> ЗАДАНИЯ:
1. Ответьте на вопросы по отрывку о Золя:
(a) Что было написано в телеграмме, которую Вицетелли получил 31 августа?
(b) Какую новость принес Вицетелли?
(c) К какому следователю явился полковник Анри в Париже?
2. Перечислите всех людей, названных в отрывке о Золя по имени или фамилии.
3. Перепишите отрывок о Золя от слов «Спустя некоторое время» до слов «может удержать ее.», заменив «ликующий» на «сияющий».

> ИСХОДНЫЙ ТЕКСТ:
:::::
31 августа Вицетелли получает телеграмму без подписи: «Ждите большого успеха». Тщетно Золя перелистывает газеты, пытаясь найти хоть какой-нибудь намек. Незадолго до полуночи он ложится спать. В соседней комнате Вайолетт несколько раз вскрикивает во сне. Золя тревожно ворочается в кровати. Утром, за завтраком, он осведомляется у девушки о ее здоровье:
— Ох, какой страшный сон мне снился! Я была в каком-то ужасном месте. Там лежал человек, весь в крови. Вокруг него собралась толпа. И вас я тоже видела там, господин Золя. Вы были огромного роста и казались очень счастливым![181]
— Вот здорово! — сказал Золя.
Спустя некоторое время является ликующий Вицетелли:
— Полковник Анри покончил с собой!
Золя падает в кресло. Его рука тянется к газете, но не может удержать ее.
А в Париже, в тот самый момент, когда Золя бежал за границу, к следователю Бертюлюсу, ведущему дело Эстергази, явился полковник Анри, уполномоченный Генеральным штабом изъять из досье «все документы, относящиеся к обороне государства».
— Все опечатано, полковник. Но то, что не опечатано, я могу показать вам. Например, материалы о вашей встрече в Базеле с агентом-двойником Кюэрсом, которого вы всячески запугивали, дабы он никому не сообщал о том, что германская разведка ничего не знает о Дрейфусе!
У Анри темнеет в глазах. Он ненавидит этого шпака.
:::::
> ЗАПИСИ:

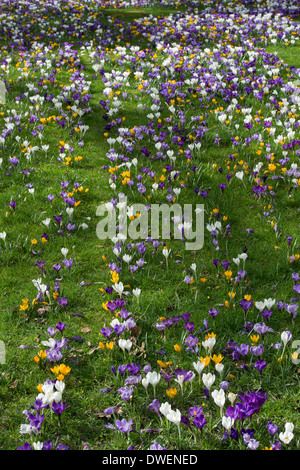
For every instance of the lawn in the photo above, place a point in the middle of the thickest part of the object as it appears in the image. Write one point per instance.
(138, 342)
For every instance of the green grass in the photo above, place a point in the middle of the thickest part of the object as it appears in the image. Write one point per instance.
(164, 294)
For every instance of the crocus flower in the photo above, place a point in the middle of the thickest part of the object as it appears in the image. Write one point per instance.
(124, 426)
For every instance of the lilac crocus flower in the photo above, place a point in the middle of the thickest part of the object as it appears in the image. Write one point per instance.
(124, 426)
(257, 350)
(157, 446)
(272, 428)
(125, 393)
(259, 365)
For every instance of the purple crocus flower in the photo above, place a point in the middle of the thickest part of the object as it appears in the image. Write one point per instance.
(62, 301)
(245, 304)
(213, 312)
(154, 406)
(124, 426)
(25, 446)
(199, 421)
(259, 365)
(257, 350)
(58, 407)
(106, 332)
(157, 446)
(195, 411)
(60, 326)
(125, 393)
(272, 428)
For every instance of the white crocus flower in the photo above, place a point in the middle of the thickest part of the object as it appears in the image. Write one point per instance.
(125, 344)
(64, 252)
(145, 383)
(118, 287)
(199, 366)
(174, 417)
(219, 398)
(286, 437)
(227, 423)
(165, 408)
(208, 380)
(46, 222)
(153, 378)
(38, 445)
(219, 368)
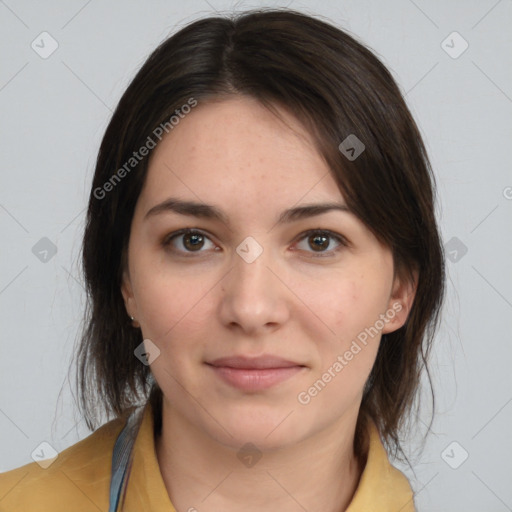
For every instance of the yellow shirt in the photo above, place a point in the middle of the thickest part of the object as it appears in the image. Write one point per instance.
(79, 478)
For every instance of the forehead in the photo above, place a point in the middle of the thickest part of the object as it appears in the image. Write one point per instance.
(237, 152)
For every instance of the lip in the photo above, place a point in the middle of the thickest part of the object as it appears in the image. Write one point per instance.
(254, 373)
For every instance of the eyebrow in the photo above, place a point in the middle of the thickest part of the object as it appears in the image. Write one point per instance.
(206, 211)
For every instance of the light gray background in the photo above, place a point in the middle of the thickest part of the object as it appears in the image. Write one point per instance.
(55, 110)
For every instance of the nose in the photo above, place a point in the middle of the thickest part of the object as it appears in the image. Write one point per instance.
(255, 299)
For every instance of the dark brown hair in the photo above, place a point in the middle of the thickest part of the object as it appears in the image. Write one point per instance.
(336, 87)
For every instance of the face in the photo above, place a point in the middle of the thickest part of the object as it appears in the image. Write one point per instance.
(267, 322)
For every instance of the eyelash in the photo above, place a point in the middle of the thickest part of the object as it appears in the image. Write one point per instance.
(166, 243)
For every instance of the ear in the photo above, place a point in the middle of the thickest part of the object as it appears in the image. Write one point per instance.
(400, 301)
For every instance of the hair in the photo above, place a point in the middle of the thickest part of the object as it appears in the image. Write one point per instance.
(335, 87)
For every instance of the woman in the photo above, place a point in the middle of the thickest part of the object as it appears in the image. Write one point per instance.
(265, 278)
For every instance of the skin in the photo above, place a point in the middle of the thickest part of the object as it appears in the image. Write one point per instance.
(290, 301)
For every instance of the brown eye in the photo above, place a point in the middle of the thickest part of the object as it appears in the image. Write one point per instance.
(193, 241)
(318, 241)
(187, 241)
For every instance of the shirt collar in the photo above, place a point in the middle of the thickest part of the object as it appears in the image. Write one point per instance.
(381, 486)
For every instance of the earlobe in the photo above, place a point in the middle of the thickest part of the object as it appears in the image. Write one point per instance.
(127, 293)
(400, 302)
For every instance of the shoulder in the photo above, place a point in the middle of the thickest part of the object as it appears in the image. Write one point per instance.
(78, 479)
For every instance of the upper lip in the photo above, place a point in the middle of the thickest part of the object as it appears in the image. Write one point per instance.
(251, 363)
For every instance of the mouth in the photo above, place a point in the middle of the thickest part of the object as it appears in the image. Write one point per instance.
(254, 374)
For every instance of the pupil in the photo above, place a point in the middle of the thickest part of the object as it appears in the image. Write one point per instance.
(195, 240)
(323, 239)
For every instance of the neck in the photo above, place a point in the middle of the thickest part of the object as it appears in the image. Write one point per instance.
(318, 473)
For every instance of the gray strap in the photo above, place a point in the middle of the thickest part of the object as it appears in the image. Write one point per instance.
(121, 458)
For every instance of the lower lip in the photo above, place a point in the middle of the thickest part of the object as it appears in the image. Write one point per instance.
(255, 379)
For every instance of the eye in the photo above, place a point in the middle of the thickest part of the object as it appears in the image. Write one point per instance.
(320, 240)
(187, 241)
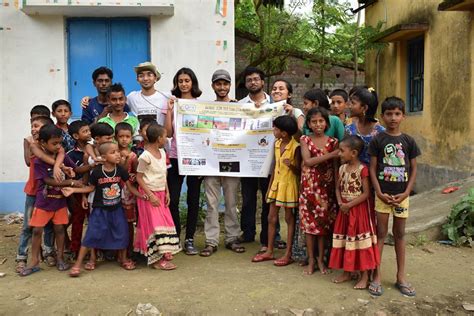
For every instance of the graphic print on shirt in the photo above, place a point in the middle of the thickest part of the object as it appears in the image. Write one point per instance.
(394, 159)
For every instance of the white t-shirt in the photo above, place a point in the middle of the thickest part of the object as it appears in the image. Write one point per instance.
(155, 104)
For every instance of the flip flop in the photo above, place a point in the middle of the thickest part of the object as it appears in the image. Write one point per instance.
(375, 289)
(405, 289)
(28, 271)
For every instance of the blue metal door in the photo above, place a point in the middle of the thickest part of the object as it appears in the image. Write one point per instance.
(118, 43)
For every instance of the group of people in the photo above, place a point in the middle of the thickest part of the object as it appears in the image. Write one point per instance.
(337, 173)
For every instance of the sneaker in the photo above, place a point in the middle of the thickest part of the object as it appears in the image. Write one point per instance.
(189, 248)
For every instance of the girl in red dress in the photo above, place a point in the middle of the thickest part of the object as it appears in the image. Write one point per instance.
(354, 240)
(317, 198)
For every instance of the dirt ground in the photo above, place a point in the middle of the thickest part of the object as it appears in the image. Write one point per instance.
(229, 284)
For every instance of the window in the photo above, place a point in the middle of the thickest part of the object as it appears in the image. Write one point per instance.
(416, 52)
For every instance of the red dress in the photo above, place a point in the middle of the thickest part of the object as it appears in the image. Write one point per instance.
(354, 246)
(317, 197)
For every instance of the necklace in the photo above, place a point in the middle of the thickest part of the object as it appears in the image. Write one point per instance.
(105, 174)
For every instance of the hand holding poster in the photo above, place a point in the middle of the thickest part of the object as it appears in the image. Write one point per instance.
(225, 139)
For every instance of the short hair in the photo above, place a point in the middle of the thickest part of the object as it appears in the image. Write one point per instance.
(195, 91)
(253, 70)
(43, 119)
(354, 142)
(104, 147)
(317, 95)
(318, 110)
(49, 131)
(154, 131)
(40, 110)
(123, 126)
(116, 87)
(339, 92)
(392, 103)
(76, 126)
(287, 124)
(102, 71)
(59, 102)
(101, 129)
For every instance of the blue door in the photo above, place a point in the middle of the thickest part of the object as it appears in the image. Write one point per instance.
(118, 43)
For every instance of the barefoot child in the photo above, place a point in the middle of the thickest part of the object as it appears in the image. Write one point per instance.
(354, 246)
(156, 235)
(393, 172)
(107, 228)
(283, 189)
(317, 198)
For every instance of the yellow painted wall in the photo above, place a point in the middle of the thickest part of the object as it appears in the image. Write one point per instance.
(444, 129)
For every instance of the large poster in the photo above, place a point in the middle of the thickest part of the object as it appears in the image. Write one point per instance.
(225, 139)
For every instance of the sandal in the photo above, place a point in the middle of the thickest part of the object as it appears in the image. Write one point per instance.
(235, 247)
(75, 272)
(128, 265)
(208, 251)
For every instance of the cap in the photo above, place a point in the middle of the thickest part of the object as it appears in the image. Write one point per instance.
(221, 74)
(147, 66)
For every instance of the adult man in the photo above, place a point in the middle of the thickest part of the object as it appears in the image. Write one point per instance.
(221, 82)
(96, 108)
(148, 102)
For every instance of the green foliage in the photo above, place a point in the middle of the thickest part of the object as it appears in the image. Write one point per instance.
(460, 225)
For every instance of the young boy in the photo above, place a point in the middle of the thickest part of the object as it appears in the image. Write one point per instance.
(50, 204)
(117, 100)
(339, 98)
(62, 112)
(392, 172)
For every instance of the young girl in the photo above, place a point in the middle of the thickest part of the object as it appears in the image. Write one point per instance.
(354, 239)
(107, 228)
(317, 200)
(283, 190)
(156, 235)
(186, 86)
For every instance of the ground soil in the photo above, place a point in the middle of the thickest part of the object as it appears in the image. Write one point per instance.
(229, 284)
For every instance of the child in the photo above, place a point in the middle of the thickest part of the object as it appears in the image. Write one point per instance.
(339, 98)
(156, 235)
(354, 240)
(283, 189)
(107, 228)
(62, 112)
(117, 101)
(393, 172)
(363, 107)
(317, 200)
(50, 203)
(129, 161)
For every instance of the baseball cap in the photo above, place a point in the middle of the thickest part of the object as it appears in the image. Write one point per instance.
(221, 74)
(147, 66)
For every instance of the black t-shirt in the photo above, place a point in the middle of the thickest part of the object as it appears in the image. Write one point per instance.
(393, 160)
(108, 187)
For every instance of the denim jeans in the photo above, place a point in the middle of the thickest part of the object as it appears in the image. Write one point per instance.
(27, 231)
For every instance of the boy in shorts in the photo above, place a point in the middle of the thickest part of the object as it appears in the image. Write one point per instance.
(392, 172)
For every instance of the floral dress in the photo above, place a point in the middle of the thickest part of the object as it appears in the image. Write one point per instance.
(317, 199)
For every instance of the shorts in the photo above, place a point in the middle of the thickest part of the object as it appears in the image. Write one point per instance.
(400, 211)
(40, 217)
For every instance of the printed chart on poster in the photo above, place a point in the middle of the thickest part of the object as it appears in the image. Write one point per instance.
(225, 139)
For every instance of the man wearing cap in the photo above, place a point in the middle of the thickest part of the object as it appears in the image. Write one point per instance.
(148, 102)
(221, 85)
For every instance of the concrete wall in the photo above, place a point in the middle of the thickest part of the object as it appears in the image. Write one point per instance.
(444, 129)
(33, 65)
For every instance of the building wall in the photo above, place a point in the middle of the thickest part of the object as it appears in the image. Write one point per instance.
(444, 128)
(34, 69)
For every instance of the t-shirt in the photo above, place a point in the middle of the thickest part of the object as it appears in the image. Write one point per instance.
(393, 160)
(155, 104)
(94, 109)
(153, 169)
(49, 198)
(108, 187)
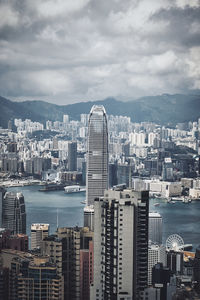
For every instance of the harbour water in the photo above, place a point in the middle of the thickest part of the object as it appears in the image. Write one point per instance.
(180, 218)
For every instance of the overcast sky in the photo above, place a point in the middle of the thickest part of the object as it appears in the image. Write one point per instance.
(65, 51)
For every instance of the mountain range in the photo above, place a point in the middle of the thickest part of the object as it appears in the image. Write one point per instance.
(163, 109)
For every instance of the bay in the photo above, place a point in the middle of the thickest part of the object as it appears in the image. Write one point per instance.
(41, 207)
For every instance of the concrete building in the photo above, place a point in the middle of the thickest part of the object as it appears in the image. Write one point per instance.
(38, 233)
(72, 156)
(155, 227)
(89, 217)
(14, 213)
(120, 245)
(97, 154)
(2, 194)
(156, 254)
(64, 249)
(31, 277)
:::::
> ОТВЕТЫ:
1.
(a) «Ждите большого успеха».
(b) Полковник Анри покончил с собой.
(c) К следователю Бертюлюсу, который вел дело Эстергази.

2. Вицетелли, Золя, Вайолетт, Анри, Бертюлюс, Эстергази, Кюэрс, Дрейфус.

3.
Спустя некоторое время является сияющий Вицетелли:
— Полковник Анри покончил с собой!
Золя падает в кресло. Его рука тянется к газете, но не может удержать ее.